Point-per-instance localization data =

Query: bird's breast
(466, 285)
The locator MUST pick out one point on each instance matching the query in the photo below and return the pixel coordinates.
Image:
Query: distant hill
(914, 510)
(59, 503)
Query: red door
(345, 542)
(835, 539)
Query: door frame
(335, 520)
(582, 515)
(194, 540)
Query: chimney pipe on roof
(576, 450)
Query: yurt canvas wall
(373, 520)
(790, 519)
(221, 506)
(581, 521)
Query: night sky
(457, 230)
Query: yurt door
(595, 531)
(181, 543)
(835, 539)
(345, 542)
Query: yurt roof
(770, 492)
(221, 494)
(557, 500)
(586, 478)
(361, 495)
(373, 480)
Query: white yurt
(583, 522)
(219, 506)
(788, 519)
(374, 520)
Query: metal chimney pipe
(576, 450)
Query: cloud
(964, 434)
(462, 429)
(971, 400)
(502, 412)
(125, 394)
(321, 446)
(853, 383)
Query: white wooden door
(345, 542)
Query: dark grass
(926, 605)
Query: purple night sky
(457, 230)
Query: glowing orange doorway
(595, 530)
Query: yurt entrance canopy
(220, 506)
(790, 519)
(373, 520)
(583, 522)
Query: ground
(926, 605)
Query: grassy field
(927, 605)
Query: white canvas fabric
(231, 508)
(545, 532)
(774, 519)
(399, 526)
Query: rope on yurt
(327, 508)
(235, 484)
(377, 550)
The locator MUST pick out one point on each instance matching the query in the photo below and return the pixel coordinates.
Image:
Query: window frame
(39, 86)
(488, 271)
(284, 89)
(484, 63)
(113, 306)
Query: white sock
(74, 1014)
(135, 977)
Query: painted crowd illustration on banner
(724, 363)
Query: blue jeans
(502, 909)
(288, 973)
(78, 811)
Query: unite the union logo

TASK DESCRIPTION =
Line by line, copy the entries above exactly as they appear.

OUTPUT FOR THIS TASK =
Query: bird's breast
(466, 285)
The locator MUST pick out one point on each instance matching the query in the photo below and return the pixel coordinates.
Image:
Query: distant hill
(914, 510)
(59, 503)
Query: red door
(345, 542)
(835, 539)
Query: door frame
(335, 520)
(582, 515)
(194, 540)
Query: chimney pipe on roof
(576, 450)
Query: yurt canvas wall
(373, 520)
(790, 519)
(221, 506)
(581, 521)
Query: night sky
(457, 230)
Query: yurt door
(595, 531)
(181, 543)
(835, 539)
(345, 542)
Query: yurt roof
(770, 492)
(221, 494)
(557, 500)
(586, 478)
(361, 495)
(373, 480)
Query: white yurt
(583, 522)
(219, 506)
(788, 519)
(374, 520)
Query: metal chimney pipe
(576, 450)
Query: cloud
(964, 434)
(462, 429)
(971, 400)
(502, 412)
(125, 394)
(321, 446)
(853, 383)
Query: white wooden door
(345, 542)
Query: dark grass
(926, 605)
Query: purple night sky
(457, 230)
Query: glowing orange doorway
(595, 530)
Query: yurt entrance canopy
(220, 506)
(790, 519)
(373, 520)
(583, 522)
Query: ground
(926, 605)
Query: grassy field
(927, 605)
Query: white canvas fabric
(231, 508)
(545, 532)
(774, 519)
(399, 526)
Query: rope on yurt
(327, 508)
(235, 484)
(377, 550)
The locator MUST pick out one point on each instance matching the query in the photo below and return the pixel coordinates.
Image:
Query: window frame
(39, 86)
(488, 271)
(284, 89)
(484, 63)
(113, 306)
Query: white sock
(74, 1014)
(135, 977)
Query: painted crowd illustration on banner
(724, 363)
Query: blue jeans
(502, 909)
(288, 973)
(78, 811)
Query: unite the union logo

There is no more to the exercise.